**Exercise inputs**.
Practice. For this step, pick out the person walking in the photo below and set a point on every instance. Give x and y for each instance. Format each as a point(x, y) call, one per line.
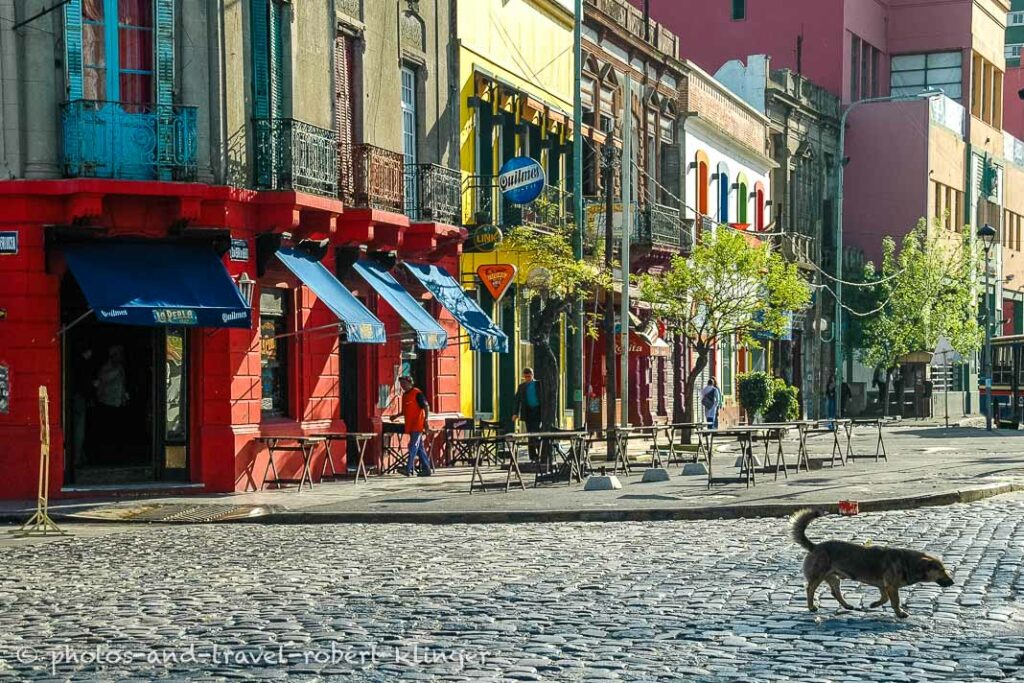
point(527, 407)
point(711, 400)
point(830, 401)
point(415, 410)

**What the task asks**. Where the data contains an image, skip the image and copy everything else exactly as it appears.

**Solution for this task**.
Practice. For this step, pick out the person walking in the photo below and set a point on every instance. Give x and y for each instance. Format each as a point(x, y) call, one per line.
point(527, 407)
point(711, 400)
point(830, 401)
point(415, 410)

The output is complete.